▶ _PROBLEM DESCRIPTION_:
Repeat exactly the lines running from the first line of the data to the line containing "193, row 327.", both ends included, and nothing else; drop the pictures.

....

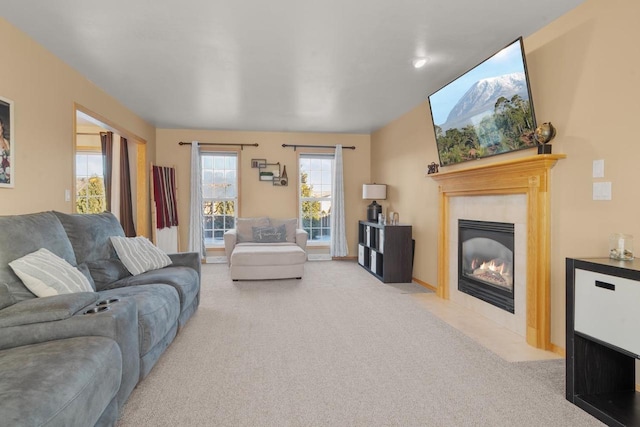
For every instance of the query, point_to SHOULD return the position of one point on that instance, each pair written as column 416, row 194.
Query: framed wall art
column 7, row 144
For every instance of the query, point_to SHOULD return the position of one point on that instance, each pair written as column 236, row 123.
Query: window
column 90, row 194
column 316, row 172
column 219, row 194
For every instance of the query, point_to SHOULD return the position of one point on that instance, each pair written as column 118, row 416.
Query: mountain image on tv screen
column 486, row 111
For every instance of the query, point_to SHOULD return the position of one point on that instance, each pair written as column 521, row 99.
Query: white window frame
column 213, row 241
column 326, row 221
column 86, row 153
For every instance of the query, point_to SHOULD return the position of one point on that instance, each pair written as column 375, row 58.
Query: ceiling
column 281, row 65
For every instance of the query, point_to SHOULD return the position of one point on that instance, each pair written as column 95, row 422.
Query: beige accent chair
column 266, row 248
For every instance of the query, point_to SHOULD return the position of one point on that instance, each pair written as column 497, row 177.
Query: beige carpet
column 337, row 348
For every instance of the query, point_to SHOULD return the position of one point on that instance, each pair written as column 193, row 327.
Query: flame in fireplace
column 495, row 271
column 494, row 266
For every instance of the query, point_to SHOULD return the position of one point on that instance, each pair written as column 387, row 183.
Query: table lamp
column 374, row 192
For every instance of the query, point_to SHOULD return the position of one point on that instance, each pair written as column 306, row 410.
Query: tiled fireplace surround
column 514, row 191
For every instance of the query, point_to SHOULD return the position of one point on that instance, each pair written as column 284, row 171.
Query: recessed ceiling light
column 419, row 62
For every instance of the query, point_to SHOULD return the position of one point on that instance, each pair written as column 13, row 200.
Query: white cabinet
column 608, row 308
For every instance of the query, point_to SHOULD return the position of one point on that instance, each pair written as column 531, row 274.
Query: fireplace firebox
column 485, row 261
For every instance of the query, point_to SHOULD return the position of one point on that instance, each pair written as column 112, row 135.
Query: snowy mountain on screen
column 480, row 99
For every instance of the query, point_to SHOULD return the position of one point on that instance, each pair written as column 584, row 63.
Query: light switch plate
column 598, row 168
column 602, row 191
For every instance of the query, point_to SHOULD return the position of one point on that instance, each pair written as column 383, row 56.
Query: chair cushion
column 268, row 254
column 270, row 234
column 244, row 227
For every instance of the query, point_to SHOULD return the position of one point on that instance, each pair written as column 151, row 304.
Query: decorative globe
column 544, row 133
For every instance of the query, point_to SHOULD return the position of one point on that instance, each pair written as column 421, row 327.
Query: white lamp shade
column 374, row 191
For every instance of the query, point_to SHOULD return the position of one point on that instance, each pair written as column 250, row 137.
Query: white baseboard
column 216, row 260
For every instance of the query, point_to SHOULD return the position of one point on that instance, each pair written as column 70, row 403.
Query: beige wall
column 584, row 72
column 44, row 90
column 259, row 198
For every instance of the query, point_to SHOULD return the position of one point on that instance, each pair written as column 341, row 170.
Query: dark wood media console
column 603, row 338
column 386, row 251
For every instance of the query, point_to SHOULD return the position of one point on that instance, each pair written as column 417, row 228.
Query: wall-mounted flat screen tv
column 486, row 111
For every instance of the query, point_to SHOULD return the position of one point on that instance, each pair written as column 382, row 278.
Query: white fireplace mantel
column 526, row 175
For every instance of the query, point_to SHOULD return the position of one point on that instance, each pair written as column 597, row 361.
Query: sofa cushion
column 89, row 234
column 270, row 234
column 106, row 271
column 272, row 254
column 244, row 227
column 184, row 279
column 43, row 310
column 290, row 224
column 22, row 234
column 46, row 274
column 138, row 254
column 67, row 382
column 158, row 311
column 6, row 299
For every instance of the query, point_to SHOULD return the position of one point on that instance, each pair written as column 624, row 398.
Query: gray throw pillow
column 270, row 234
column 291, row 224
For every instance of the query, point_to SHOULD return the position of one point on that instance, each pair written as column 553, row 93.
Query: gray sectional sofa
column 74, row 359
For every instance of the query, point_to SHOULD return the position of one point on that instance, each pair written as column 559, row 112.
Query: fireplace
column 485, row 261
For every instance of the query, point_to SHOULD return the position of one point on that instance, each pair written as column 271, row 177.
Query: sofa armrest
column 187, row 259
column 230, row 240
column 301, row 238
column 47, row 309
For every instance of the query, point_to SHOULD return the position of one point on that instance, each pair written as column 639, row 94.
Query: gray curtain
column 196, row 217
column 339, row 246
column 106, row 141
column 126, row 207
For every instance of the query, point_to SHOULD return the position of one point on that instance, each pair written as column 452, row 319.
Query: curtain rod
column 221, row 143
column 295, row 146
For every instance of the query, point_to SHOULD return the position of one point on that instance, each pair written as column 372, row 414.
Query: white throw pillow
column 46, row 274
column 290, row 224
column 138, row 254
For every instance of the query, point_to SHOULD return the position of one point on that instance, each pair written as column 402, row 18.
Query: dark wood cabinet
column 386, row 251
column 603, row 343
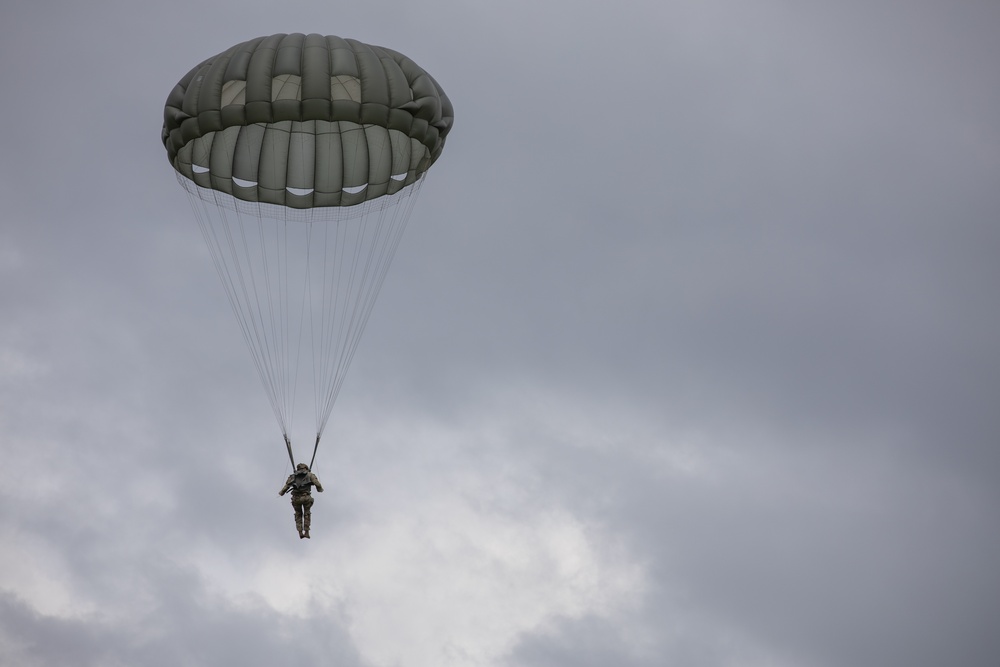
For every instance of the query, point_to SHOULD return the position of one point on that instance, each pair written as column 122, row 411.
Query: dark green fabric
column 306, row 120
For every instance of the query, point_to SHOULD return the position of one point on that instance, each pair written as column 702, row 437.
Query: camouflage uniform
column 300, row 483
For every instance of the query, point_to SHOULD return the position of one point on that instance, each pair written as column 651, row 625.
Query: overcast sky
column 688, row 357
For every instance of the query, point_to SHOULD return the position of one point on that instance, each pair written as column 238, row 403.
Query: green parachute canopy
column 295, row 151
column 306, row 120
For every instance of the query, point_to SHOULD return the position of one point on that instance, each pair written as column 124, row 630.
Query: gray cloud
column 687, row 355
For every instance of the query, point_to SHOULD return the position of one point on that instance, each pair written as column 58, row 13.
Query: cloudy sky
column 688, row 357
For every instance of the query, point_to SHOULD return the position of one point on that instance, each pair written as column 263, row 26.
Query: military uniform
column 300, row 483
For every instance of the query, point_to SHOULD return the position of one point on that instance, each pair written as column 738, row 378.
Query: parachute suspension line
column 315, row 448
column 214, row 224
column 253, row 267
column 367, row 269
column 291, row 457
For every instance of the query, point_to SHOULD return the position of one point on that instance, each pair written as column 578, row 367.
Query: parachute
column 302, row 156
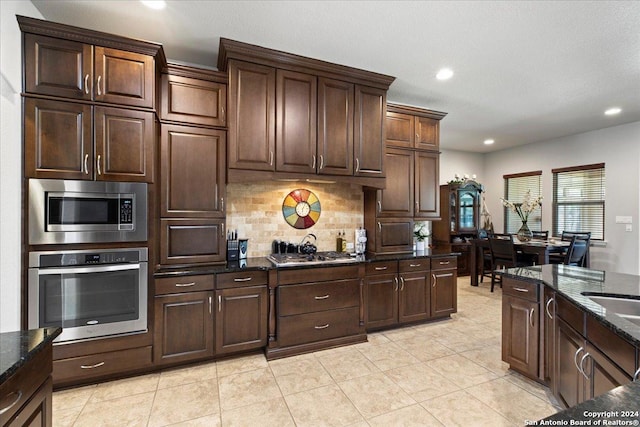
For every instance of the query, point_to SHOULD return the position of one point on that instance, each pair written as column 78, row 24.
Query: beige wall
column 255, row 210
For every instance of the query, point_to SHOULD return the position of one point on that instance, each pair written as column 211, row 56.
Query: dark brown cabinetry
column 317, row 308
column 183, row 328
column 398, row 292
column 241, row 311
column 412, row 177
column 460, row 212
column 521, row 326
column 295, row 115
column 192, row 167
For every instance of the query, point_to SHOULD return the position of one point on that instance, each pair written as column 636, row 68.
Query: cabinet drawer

....

▶ _ANSWER SECTION_:
For every instance of the query, point_to SHOULD return the position of one point on that instance, each pair written as column 416, row 194.
Query: framed wall art
column 7, row 144
For every instance of the query, point_to SHOULD return the position of one point on that instance, each pair written as column 236, row 123.
Query: window
column 90, row 194
column 316, row 172
column 219, row 194
For every instance of the query, point_to SHOULD return the position of one point on that instance, each pair written as column 118, row 416.
Query: mountain image on tv screen
column 486, row 111
For every instance of the query, point_to SHOULD return the position of one point on that instance, each pair written as column 521, row 99.
Query: white window frame
column 213, row 241
column 326, row 221
column 86, row 153
For every instance of the query, point_to SHOULD return the position of one point on that instance, each pair written as column 375, row 58.
Query: ceiling
column 281, row 65
For every instance of the query, point_to SHOULD return the position of one point on that instance, each pair written as column 95, row 422.
Query: beige accent chair
column 266, row 248
For every instance of the query, point_to SHOULD return the position of one point on that instance, each pair written as column 497, row 177.
Query: beige carpet
column 337, row 348
For every instance of the query, point_to SHOULD return the position of one point on that instance, each pair written as column 193, row 327.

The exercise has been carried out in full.